- **WRITTEN INSTRUCTION**: Set down exactly the lines from the one containing "Annotation task — locate each instance of the divided" through the last line of the records below, both included, and nothing else.

- **RECORDS PROVIDED**:

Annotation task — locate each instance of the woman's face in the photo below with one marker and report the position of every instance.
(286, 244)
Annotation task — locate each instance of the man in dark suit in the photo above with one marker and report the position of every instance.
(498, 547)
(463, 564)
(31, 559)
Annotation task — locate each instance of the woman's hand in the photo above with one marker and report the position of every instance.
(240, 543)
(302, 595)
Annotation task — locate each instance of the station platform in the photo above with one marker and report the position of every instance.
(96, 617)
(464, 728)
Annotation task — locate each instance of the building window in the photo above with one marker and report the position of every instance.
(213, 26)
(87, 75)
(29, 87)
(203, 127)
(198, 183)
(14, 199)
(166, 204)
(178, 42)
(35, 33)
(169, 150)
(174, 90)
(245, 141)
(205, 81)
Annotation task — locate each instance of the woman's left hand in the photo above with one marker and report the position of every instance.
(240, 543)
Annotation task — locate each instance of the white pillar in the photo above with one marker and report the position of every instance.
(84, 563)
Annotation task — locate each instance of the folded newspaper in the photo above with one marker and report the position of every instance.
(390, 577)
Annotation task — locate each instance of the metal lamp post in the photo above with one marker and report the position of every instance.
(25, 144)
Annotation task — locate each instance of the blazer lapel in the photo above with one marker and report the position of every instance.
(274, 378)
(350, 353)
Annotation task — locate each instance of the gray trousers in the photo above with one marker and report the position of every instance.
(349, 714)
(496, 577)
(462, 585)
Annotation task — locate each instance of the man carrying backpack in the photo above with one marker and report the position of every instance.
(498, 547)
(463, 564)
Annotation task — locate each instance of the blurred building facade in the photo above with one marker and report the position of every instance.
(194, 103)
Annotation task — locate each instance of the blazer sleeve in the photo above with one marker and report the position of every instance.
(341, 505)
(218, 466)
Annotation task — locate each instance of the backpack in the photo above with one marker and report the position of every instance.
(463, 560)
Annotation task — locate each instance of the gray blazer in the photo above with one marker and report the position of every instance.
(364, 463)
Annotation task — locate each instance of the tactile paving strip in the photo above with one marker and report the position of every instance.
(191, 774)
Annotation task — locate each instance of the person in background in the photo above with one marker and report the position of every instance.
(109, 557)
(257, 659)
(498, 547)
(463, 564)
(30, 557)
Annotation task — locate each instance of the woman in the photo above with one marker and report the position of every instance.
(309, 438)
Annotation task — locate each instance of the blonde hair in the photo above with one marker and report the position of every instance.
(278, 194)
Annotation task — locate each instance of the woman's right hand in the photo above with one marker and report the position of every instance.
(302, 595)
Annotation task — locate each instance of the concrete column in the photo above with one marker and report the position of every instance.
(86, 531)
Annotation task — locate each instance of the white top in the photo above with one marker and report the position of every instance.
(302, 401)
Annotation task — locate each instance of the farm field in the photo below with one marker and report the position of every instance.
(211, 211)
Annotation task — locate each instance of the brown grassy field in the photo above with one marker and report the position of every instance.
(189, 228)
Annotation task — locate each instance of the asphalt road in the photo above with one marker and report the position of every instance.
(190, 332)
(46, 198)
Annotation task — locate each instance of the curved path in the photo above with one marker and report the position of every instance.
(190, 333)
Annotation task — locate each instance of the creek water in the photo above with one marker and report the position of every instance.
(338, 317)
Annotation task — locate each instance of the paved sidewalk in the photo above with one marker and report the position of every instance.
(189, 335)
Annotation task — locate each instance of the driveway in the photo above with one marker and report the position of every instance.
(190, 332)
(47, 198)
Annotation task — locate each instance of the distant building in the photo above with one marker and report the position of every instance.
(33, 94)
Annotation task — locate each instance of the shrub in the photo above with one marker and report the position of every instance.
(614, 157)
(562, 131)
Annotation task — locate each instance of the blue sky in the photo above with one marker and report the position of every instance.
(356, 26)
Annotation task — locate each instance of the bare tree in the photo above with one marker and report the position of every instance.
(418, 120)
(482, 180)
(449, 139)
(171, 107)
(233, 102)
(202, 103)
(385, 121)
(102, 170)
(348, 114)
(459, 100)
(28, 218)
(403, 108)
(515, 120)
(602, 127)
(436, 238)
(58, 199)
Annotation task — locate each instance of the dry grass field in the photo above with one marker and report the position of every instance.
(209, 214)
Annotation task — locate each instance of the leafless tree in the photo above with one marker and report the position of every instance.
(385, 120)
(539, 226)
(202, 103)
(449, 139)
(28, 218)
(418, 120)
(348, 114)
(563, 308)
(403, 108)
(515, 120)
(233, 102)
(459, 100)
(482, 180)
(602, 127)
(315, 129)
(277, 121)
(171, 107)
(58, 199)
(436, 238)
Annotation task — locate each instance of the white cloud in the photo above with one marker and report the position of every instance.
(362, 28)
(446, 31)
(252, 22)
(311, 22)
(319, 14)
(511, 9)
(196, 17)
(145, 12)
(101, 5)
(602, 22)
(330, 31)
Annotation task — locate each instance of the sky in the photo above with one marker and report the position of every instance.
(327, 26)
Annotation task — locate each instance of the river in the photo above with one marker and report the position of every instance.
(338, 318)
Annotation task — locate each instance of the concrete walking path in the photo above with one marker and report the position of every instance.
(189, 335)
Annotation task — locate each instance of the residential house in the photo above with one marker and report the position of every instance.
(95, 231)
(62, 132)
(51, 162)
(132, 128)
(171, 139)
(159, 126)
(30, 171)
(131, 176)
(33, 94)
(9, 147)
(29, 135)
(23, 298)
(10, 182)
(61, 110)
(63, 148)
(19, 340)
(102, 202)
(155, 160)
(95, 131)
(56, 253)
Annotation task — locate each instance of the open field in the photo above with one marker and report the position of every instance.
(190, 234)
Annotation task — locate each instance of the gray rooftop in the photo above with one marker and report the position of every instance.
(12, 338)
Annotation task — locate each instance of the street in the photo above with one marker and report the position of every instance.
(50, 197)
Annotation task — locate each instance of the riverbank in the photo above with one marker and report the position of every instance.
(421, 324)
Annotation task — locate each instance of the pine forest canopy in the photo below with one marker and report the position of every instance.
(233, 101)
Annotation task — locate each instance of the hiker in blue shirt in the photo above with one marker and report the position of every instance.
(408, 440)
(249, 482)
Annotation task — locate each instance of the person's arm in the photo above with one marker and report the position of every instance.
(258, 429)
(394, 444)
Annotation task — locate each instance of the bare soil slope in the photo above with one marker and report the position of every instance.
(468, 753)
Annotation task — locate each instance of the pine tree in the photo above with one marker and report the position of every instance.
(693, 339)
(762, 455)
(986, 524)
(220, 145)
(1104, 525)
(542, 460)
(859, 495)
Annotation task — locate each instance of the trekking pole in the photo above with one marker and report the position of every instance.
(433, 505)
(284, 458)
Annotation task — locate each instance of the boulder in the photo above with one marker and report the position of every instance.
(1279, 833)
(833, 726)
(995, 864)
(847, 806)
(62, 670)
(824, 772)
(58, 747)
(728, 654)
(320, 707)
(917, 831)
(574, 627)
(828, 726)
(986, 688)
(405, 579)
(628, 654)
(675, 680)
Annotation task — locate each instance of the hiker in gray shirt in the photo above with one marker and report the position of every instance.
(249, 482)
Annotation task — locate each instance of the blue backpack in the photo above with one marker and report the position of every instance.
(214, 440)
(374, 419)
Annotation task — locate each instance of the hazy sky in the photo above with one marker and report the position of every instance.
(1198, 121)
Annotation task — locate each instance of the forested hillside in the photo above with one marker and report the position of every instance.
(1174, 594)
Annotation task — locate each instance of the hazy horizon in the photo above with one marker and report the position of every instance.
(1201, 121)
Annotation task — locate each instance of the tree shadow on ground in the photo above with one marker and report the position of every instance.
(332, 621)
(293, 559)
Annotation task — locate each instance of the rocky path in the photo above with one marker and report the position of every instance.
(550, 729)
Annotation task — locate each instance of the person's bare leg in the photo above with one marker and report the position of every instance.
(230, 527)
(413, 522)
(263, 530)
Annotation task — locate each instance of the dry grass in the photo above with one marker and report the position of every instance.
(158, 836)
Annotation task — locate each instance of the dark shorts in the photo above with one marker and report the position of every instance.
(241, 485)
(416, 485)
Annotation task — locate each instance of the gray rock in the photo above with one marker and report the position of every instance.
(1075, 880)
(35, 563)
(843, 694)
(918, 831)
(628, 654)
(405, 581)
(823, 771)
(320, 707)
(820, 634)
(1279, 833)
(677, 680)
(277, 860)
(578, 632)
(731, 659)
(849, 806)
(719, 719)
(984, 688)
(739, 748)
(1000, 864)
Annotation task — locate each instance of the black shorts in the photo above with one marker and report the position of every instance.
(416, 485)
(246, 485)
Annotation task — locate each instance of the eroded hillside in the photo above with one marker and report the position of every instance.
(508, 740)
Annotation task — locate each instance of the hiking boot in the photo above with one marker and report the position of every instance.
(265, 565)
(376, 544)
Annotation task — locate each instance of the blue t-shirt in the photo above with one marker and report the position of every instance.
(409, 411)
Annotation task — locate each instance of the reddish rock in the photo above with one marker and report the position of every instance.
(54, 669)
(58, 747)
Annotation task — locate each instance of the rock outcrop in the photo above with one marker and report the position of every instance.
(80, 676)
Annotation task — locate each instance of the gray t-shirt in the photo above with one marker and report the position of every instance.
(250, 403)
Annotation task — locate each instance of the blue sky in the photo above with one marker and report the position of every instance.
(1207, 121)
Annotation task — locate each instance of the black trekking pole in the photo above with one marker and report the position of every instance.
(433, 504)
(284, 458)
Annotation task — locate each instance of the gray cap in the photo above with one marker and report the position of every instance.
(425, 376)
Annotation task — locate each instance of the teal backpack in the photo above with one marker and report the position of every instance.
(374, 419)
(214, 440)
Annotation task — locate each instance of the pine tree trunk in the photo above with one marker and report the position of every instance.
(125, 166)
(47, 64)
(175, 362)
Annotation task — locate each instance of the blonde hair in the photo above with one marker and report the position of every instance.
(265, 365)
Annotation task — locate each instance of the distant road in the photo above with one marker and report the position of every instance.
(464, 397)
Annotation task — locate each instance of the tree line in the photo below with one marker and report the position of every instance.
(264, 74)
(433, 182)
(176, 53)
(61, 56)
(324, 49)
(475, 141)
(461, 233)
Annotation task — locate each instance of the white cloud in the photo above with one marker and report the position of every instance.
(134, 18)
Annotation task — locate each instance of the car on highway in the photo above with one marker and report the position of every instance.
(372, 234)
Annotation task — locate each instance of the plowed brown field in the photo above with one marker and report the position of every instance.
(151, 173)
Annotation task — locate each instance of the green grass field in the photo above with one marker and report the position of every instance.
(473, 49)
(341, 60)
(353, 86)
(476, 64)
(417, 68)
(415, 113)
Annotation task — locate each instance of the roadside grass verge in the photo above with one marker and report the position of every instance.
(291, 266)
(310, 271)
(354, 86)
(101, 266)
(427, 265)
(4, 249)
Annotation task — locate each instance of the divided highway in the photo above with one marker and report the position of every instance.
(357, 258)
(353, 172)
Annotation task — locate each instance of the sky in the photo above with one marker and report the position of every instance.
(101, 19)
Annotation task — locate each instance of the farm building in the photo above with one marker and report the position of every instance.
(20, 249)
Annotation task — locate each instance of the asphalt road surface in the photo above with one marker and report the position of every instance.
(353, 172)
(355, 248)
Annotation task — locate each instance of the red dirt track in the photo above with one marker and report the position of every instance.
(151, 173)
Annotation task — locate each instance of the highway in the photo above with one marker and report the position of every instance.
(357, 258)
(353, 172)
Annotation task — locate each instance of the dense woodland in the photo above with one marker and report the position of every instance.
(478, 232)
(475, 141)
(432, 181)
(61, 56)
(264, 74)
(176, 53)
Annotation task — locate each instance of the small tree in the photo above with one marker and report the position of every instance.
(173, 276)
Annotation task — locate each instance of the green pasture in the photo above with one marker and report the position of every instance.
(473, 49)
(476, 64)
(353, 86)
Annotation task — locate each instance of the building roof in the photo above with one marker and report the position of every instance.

- **SOLUTION FOR THIS TASK**:
Annotation task — locate each instance of the divided highway in the photo above with one marker and report the position of every instance.
(357, 258)
(353, 172)
Annotation task — locate each instance of the sky in the photo above with one marker and report the position of every instance.
(101, 19)
Annotation task — locate each instance of the farm building in the photo above with one marker and report the position of every instance.
(20, 249)
Annotation task — locate each instance of the asphalt road surface in the photo above with one marker and report the position of every instance.
(353, 172)
(355, 248)
Annotation task — locate each instance of the red dirt track in the photo above with one marker and report the position of every instance.
(151, 173)
Annotation task — locate each instance of the highway in the photo above with one marker and report the position of every instance.
(357, 258)
(353, 172)
Annotation task — locate each instance of the dense woodland in the photo above with one marker and report the position of every instance.
(478, 232)
(475, 141)
(432, 181)
(61, 56)
(264, 74)
(176, 53)
Annotation task — locate each instance of the small tree in the photo above with one marker and report the position of every instance.
(173, 276)
Annotation task — locate each instance of the green pasture in the photo above with one marker and report the position of every instance.
(473, 49)
(476, 64)
(353, 86)
Annotation task — locate each instance of the building roof in the photo above with one marker and report the position of every instance.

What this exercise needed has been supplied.